Kimi K2.7 Code: Moonshot Cuts Reasoning 30%

Editor J Jun 12, 2026

Moonshot AI open-sourced Kimi K2.7 Code, cutting reasoning tokens 30% vs K2.6 while raising coding scores. Weights and API shipped the same day.

Moonshot AI released its Kimi K2.7 Code model on June 12 without a preview period or waitlist. The model weights were published on Hugging Face and the API went live on the same day, establishing it as a fully open-source coding model from launch. The company has described it as its most capable coding model to date.

Rather than a benchmark score, the headline figure of the announcement is an efficiency metric. Moonshot AI stated that Kimi K2.7 Code uses approximately 30% fewer reasoning tokens than its predecessor, K2.6, while improving its score on the internal Kimi Code Bench v2 from 50.9 to 62.0, representing a 21.8% relative improvement. The core value proposition of this release is simple: reduced computation delivering superior performance.

Reducing Reasoning Tokens by 30%

The Kimi logo of Moonshot AI

Developers who use reasoning-based models for extended coding sessions are familiar with a common inefficiency: a model may consume 3,000 tokens deliberating over a problem that could be addressed with 1,500 tokens. In agent-based workflows involving hundreds of tool calls, this operational overhead translates directly into higher costs.

Collected data entries
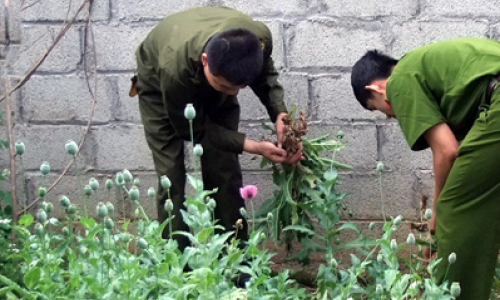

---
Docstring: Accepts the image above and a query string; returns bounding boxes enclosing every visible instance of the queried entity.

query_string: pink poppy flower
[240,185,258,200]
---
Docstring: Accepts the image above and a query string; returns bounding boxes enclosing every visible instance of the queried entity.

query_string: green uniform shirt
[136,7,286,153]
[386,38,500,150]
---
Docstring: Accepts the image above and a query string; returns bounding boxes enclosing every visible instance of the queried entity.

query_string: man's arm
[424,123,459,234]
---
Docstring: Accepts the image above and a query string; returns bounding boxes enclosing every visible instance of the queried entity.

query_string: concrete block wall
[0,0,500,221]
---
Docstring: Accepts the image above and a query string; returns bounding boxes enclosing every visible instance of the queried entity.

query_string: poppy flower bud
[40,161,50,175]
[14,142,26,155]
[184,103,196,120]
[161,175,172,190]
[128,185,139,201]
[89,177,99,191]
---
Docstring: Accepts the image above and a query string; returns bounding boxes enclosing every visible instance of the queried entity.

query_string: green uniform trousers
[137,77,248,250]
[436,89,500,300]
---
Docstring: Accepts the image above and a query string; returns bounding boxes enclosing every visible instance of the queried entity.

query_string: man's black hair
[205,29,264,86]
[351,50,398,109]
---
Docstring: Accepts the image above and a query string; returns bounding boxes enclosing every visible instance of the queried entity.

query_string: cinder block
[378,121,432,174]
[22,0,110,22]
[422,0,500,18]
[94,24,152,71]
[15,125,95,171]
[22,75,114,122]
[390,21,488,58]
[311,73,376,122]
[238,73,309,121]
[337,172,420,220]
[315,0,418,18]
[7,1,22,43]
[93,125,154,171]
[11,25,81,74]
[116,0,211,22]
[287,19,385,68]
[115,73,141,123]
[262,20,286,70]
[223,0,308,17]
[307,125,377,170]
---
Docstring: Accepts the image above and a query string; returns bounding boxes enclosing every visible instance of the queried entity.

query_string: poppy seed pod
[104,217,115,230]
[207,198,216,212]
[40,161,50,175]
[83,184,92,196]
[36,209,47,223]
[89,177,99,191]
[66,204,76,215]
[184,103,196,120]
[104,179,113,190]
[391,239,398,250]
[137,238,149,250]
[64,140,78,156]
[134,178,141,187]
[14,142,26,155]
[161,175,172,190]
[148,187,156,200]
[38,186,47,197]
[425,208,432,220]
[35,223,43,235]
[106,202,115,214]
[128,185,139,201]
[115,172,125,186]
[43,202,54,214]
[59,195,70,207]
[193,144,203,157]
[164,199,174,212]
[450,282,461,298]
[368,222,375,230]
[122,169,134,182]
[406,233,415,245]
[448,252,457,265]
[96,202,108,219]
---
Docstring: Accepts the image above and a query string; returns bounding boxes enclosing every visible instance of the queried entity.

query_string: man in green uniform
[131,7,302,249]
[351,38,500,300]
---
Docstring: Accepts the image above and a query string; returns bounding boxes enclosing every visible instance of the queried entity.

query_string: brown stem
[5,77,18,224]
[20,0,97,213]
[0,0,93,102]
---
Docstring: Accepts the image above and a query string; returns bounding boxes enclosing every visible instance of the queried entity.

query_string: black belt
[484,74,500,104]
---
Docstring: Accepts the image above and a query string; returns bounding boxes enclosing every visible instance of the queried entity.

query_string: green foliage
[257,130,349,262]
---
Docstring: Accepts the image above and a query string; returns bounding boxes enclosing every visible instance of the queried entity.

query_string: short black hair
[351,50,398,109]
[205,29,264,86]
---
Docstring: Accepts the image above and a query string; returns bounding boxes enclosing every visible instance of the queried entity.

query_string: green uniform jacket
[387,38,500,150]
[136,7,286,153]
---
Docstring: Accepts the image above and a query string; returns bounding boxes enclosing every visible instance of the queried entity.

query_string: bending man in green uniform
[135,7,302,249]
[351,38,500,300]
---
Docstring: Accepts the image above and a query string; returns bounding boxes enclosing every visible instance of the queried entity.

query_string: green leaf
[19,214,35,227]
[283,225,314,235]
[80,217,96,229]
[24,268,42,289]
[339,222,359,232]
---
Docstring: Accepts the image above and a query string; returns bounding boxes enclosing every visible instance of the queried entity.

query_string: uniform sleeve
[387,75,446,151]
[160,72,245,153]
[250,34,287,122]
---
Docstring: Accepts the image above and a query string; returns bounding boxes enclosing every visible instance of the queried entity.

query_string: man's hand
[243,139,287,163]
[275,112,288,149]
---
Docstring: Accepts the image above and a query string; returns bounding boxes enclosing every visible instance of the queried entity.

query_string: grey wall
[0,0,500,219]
...
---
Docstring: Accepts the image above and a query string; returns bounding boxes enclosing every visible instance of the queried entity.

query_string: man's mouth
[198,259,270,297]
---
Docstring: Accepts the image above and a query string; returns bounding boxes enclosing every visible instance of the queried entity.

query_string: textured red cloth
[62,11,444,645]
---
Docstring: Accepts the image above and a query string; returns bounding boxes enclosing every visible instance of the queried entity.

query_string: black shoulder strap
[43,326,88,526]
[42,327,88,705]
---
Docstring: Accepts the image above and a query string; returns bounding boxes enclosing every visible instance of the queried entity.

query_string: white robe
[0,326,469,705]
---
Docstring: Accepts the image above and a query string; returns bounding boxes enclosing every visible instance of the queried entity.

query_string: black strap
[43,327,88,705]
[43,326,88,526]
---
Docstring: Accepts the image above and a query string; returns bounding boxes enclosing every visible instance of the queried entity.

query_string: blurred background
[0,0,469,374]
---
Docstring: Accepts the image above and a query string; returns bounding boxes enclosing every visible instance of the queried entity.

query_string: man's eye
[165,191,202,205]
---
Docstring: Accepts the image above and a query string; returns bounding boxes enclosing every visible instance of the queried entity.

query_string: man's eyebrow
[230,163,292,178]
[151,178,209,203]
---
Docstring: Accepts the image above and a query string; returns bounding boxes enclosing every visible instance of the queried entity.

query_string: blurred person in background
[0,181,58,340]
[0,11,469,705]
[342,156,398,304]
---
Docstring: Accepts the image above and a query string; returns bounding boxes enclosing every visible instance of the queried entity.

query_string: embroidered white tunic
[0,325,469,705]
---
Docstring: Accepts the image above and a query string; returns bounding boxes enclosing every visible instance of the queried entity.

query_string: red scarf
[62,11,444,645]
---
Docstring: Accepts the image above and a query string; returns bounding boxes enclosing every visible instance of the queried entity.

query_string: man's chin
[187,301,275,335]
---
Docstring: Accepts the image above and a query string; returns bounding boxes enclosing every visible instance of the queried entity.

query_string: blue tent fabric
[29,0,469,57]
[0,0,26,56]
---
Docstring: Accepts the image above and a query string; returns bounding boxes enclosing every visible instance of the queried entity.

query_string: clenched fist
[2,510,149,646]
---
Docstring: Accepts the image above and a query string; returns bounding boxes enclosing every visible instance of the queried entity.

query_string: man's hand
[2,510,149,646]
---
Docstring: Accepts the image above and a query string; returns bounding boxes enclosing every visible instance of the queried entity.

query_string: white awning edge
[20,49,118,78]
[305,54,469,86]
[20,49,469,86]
* * *
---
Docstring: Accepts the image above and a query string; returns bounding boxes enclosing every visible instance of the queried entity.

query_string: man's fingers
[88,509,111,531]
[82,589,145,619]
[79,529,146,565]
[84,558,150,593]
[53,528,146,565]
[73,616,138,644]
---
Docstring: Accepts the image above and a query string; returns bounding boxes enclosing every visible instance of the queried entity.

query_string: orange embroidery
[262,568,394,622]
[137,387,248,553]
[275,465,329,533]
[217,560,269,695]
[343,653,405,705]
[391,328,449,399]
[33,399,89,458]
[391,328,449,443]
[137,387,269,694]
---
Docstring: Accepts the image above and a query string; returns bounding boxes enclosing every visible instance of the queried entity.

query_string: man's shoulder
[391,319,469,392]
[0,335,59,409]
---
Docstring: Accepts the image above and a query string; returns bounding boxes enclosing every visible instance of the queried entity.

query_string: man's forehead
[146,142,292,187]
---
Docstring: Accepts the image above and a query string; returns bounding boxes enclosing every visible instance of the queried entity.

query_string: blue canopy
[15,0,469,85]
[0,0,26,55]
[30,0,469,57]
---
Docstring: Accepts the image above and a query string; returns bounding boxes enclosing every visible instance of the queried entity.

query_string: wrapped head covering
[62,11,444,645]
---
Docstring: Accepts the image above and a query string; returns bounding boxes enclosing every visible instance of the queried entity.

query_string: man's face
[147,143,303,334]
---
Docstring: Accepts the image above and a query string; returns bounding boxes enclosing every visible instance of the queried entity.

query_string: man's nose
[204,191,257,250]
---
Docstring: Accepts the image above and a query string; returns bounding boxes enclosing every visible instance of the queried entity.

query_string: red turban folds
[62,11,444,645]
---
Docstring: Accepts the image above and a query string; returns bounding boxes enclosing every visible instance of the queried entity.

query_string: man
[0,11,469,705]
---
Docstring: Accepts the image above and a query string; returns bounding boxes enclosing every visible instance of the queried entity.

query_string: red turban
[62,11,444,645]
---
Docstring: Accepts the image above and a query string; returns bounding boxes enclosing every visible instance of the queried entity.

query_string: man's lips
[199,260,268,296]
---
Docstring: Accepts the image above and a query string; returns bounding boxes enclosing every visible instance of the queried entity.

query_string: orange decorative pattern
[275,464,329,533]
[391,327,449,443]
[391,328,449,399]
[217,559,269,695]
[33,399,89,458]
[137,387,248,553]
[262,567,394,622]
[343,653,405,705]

● **EXERCISE 1**:
In the article on Kimi K2.7 Code, turn the paragraph beginning "Rather than a benchmark score" into a short bulleted list that keeps its main facts.
● **EXERCISE 2**:
According to the article on Kimi K2.7 Code, where were the model weights published?
● **EXERCISE 3**:
Write the next few paragraphs of the article on Kimi K2.7 Code, picking up after its last sentence.

● **TASK ANSWER 1**:
- The announcement's headline figure is an efficiency metric, not a benchmark score.
- Kimi K2.7 Code uses about 30% fewer reasoning tokens than K2.6.
- Its score on the internal Kimi Code Bench v2 rose from 50.9 to 62.0, a 21.8% relative improvement.
- The release's core appeal is less computation with better performance.

● **TASK ANSWER 2**:
On Hugging Face.

● **TASK ANSWER 3**:
Kimi K2.7 Code reduces these reasoning tokens by approximately 30% compared to K2.6 while simultaneously increasing task success rates. The model achieved an 11.0% improvement on Program Bench and a 31.5% increase on MLS Bench Lite, while scoring 9.5% and 11.4% higher on the tool-use benchmarks MCP Atlas and MCP Mark Verified, respectively.

Key benchmark changes from K2.6 to K2.7 Code (as reported by Moonshot AI)

Benchmark	K2.6	K2.7 Code	Change
Kimi Code Bench v2*	50.9	62.0	+21.8%
Program Bench	48.3	53.6	+11.0%
MLS Bench Lite	26.7	35.1	+31.5%
MCP Atlas	69.4	76.0	+9.5%
MCP Mark Verified	72.8	81.1	+11.4%

A key caveat remains: Kimi Code Bench v2 and several other prominent figures are based on Moonshot AI's internal evaluations and lack independent external verification. However, because the model weights are publicly available, developers can download and verify these claims directly.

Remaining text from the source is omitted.